> [ASSIGNMENT]
Transcribe the listing below word for word.

> [DATA]
################

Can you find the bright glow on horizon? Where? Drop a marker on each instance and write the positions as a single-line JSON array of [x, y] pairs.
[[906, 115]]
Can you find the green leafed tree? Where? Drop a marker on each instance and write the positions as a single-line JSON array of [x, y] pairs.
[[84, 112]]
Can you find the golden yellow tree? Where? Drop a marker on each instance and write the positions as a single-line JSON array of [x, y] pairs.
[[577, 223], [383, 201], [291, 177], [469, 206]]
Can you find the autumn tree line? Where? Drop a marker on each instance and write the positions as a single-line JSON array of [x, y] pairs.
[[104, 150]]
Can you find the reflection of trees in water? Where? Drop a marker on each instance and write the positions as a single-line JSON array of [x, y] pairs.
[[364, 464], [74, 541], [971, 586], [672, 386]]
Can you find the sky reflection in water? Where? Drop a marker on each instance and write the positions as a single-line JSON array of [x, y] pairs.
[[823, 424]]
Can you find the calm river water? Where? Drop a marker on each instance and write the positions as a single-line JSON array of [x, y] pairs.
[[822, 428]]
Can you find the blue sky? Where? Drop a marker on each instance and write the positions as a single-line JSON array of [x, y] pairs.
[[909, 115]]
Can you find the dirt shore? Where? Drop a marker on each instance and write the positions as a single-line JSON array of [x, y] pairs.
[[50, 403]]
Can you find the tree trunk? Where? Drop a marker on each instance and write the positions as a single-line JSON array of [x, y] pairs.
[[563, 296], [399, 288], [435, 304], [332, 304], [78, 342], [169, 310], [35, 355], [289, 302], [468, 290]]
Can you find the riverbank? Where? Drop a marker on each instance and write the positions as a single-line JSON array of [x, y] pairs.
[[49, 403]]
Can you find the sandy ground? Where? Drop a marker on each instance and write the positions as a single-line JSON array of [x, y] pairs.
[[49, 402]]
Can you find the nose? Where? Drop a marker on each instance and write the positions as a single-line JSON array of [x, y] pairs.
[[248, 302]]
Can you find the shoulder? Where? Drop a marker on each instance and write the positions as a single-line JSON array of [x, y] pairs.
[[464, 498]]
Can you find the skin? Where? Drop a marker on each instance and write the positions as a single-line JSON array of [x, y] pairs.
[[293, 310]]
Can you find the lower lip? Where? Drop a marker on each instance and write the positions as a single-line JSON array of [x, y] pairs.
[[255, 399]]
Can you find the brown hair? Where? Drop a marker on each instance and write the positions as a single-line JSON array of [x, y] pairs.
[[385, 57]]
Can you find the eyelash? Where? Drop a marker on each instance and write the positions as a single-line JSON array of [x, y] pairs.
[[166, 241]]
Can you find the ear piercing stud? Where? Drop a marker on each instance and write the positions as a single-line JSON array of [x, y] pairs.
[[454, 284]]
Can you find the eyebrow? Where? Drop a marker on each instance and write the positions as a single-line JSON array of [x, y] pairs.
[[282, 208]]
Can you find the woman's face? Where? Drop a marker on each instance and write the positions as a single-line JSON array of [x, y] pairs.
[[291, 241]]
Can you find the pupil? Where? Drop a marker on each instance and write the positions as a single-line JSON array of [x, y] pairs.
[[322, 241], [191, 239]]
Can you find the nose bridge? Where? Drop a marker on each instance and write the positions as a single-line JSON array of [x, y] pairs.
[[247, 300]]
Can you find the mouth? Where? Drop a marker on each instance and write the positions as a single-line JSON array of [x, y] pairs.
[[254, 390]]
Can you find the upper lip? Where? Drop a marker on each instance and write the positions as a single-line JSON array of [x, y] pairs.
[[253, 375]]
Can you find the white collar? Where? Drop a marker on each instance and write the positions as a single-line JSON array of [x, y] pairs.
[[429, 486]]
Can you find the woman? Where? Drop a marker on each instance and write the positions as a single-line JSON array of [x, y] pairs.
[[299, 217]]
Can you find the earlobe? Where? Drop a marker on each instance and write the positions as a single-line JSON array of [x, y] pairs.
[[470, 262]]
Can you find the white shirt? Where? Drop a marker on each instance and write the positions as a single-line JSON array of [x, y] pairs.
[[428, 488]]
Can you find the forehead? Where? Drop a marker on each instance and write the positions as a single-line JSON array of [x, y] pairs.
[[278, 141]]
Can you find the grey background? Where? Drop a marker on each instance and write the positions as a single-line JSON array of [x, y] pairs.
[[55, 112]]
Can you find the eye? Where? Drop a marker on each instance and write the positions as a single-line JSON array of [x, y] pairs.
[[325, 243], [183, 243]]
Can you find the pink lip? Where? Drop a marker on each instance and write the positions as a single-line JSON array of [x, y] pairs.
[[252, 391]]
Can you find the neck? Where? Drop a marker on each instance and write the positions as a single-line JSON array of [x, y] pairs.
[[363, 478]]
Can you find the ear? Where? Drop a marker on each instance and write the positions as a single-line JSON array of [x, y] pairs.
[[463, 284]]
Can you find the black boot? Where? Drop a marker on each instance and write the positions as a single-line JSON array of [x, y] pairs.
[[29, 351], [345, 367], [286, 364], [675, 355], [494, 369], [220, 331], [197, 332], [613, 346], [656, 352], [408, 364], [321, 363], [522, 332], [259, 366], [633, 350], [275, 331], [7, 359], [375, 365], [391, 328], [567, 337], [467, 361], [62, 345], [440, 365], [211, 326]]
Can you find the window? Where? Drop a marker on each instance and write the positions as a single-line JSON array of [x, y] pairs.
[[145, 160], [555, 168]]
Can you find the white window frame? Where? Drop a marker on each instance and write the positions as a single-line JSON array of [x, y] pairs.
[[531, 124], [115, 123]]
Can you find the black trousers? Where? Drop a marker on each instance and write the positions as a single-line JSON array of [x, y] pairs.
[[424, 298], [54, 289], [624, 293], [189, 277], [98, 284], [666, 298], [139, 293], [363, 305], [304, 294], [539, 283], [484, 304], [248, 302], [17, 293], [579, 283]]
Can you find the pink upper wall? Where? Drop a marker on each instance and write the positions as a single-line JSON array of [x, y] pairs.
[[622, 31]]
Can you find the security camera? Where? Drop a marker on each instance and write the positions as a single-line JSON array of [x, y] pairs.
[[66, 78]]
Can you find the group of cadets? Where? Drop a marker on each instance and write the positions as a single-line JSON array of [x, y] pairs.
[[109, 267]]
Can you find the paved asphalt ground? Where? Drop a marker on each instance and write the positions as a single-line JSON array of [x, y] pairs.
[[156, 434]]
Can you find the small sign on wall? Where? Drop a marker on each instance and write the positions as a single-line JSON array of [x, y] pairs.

################

> [RESULT OF THIS EXERCISE]
Can you find the bright glow on horizon? Where? Drop a marker on each instance and write the positions as a single-line JSON array of [x, y] pairs.
[[906, 115]]
Can you find the green leafed tree? Where? Drop a marker on each instance and write the positions as a single-line JSON array of [x, y] pairs.
[[84, 112]]
Can you find the golden yellow tree? Where? Drop a marker on each instance and write the positions as a single-line JSON array of [x, y] pairs.
[[577, 223], [383, 201], [291, 177], [469, 206]]
Can you find the autumn tree line? Where? Drop a marker on each instance and write the positions as a single-line JSON array of [x, y] pairs.
[[104, 150]]
Can you find the reflection of trees in water? Where? Drop a marker on each instance and write the positions as a single-line JSON array of [x, y] pairs.
[[364, 464], [74, 541], [971, 586], [672, 386]]
Can you find the sky reflection in water? Where? Drop a marker on each instance and write the positions as a single-line JSON array of [x, y] pairs.
[[823, 424]]
Can you find the calm river water? Where? Drop a marker on each instance and write the positions as a single-line JSON array of [x, y] pairs.
[[822, 428]]
Can you find the blue sky? Where? Drop a marker on each instance and write the positions as a single-line JSON array of [x, y] pairs.
[[909, 115]]
Can you find the dirt shore? Where? Drop a marker on each instance and write the positions as a single-line JSON array of [x, y] pairs.
[[50, 403]]
Can you find the tree trunk? Where? Drop a marker on each instance and write the positions as a single-line JSON array of [x, y] pairs.
[[563, 296], [399, 288], [435, 304], [332, 304], [78, 342], [169, 310], [35, 355], [289, 302], [468, 290]]
Can you find the riverbank? Where? Drop a marker on each instance and write the positions as a single-line JSON array of [x, y] pairs.
[[49, 403]]
Can you find the sandy ground? Where? Drop a marker on each instance and write the positions as a single-line JSON array of [x, y] pairs.
[[49, 402]]
Can you find the nose? Where? Drop a marker on each instance and write the positions as a single-line JSON array of [x, y] pairs.
[[248, 302]]
Can you find the shoulder? Where? Drop a marker on each instance and write the positions as a single-line JSON array of [x, y] pairs.
[[464, 498]]
Can you find the skin? Where? Drop a marker on each instance and write the positions as a single-line JSON array of [x, y] pairs.
[[293, 310]]
Can you find the lower lip? Where? Drop a marker on each instance and write the positions as a single-line JSON array of [x, y] pairs.
[[255, 399]]
Can you find the brown hair? Where? Drop a marker on each instance and write the positions as a single-line JSON array of [x, y] pairs.
[[385, 57]]
Can you find the eyelash? Where? Drop a marker on each instance and write the positions as a single-line JSON array of [x, y] pairs.
[[166, 241]]
Can you find the ear piercing stud? Where? Drop a marker on each instance and write the positions as a single-line JSON array of [x, y] pairs.
[[454, 284]]
Can you find the eyebrow? Where? Drop a marker on each instance and write the positions as a single-line JSON array of [x, y] pairs.
[[282, 208]]
Can you find the woman's face? Where? Drop a marker on each instance and write the positions as a single-line JSON array of [x, y] pairs.
[[291, 241]]
Can you find the pupil? Where? Drop a marker on each instance and write the positions as a single-line JSON array of [x, y] pairs.
[[322, 241], [191, 239]]
Can you find the nose bridge? Where? Drop a marker on each instance and write the positions as a single-line JSON array of [x, y] pairs.
[[247, 300]]
Can you find the mouth? Where? Drop a marker on each instance and write the positions as a single-line JSON array of [x, y] pairs.
[[254, 390]]
Can you find the upper lip? Where? Drop a marker on each instance and write the positions as a single-line JSON array of [x, y] pairs.
[[253, 375]]
Can you find the white collar? Where? Drop a marker on each instance and write the positions as a single-line JSON array of [x, y] pairs.
[[429, 486]]
Can you find the woman? Where? Drop a marker on each instance and write the positions as a single-line JSON array of [x, y] pairs.
[[299, 217]]
Can you find the earlobe? Where? Drop a marker on each instance and write the positions as a single-line JSON array of [x, y] pairs.
[[470, 262]]
Can you find the white shirt? Where? Drop a marker on each instance and write the positions as a single-line JSON array of [x, y] pairs.
[[428, 488]]
Can you find the forehead? Where? Drop a marker on each instance and write the positions as a single-line JSON array of [x, y] pairs.
[[278, 141]]
Can you find the grey background? Where? Drop a marker on each instance and write the positions as a single-line JSON array of [x, y] pairs.
[[55, 112]]
Can you find the eye? Where? Drop a marker on each instance and write the positions as a single-line JSON array of [x, y] pairs.
[[325, 243], [183, 243]]
Can you find the pink lip? Where? Drop a marker on each instance and write the positions as a single-line JSON array of [x, y] pairs.
[[252, 391]]
Can you find the neck? Where? Drop a marker on each instance and write the positions as a single-line JSON array of [x, y] pairs.
[[363, 478]]
Can you find the ear? Where? Drop a marker on each instance and write the positions as a single-line JSON array of [x, y] pairs.
[[463, 284]]
Can you find the black boot? Where? Drop a marker on each instance and write the positions as a single-line JSON array of [x, y] pairs.
[[29, 351], [345, 367], [286, 364], [675, 355], [494, 369], [220, 331], [197, 332], [613, 346], [656, 352], [408, 364], [321, 363], [522, 332], [259, 366], [633, 350], [275, 331], [7, 359], [375, 365], [391, 328], [567, 337], [467, 361], [62, 345], [440, 365], [211, 326]]
Can you find the window? Where? Drop a marker on each instance and write the positions as a single-line JSON array of [x, y] pairs.
[[145, 160], [555, 168]]
Can you find the white window frame? Where? Drop a marker on each instance and write the positions as a single-line JSON array of [x, y] pairs.
[[531, 124], [115, 123]]
Can you find the black trousers? Where? Drop a marker on each instance and write the positions as a single-line JSON array of [x, y] pairs.
[[424, 298], [54, 289], [624, 293], [189, 277], [98, 284], [666, 298], [139, 293], [363, 305], [304, 294], [539, 283], [484, 304], [248, 302], [17, 293], [579, 283]]
Can you find the pink upper wall? Where? Drop a marker on each instance and write the positions as a single-line JSON array of [x, y] pairs.
[[622, 31]]
Can you find the security camera? Where? Drop a marker on each instance and write the positions as a single-line JSON array of [x, y] pairs.
[[66, 78]]
Can you find the group of cadets? Where? Drop a marker on each instance and write the positions as a single-line JSON array of [x, y] pairs.
[[109, 267]]
Can you find the paved asphalt ground? Where? Drop a marker on each instance and write the positions as a single-line JSON array of [x, y] pairs.
[[156, 434]]
Can you find the small sign on wall? Where? Drop a marker on each instance and write the positions as a single-line JSON array of [x, y] pairs.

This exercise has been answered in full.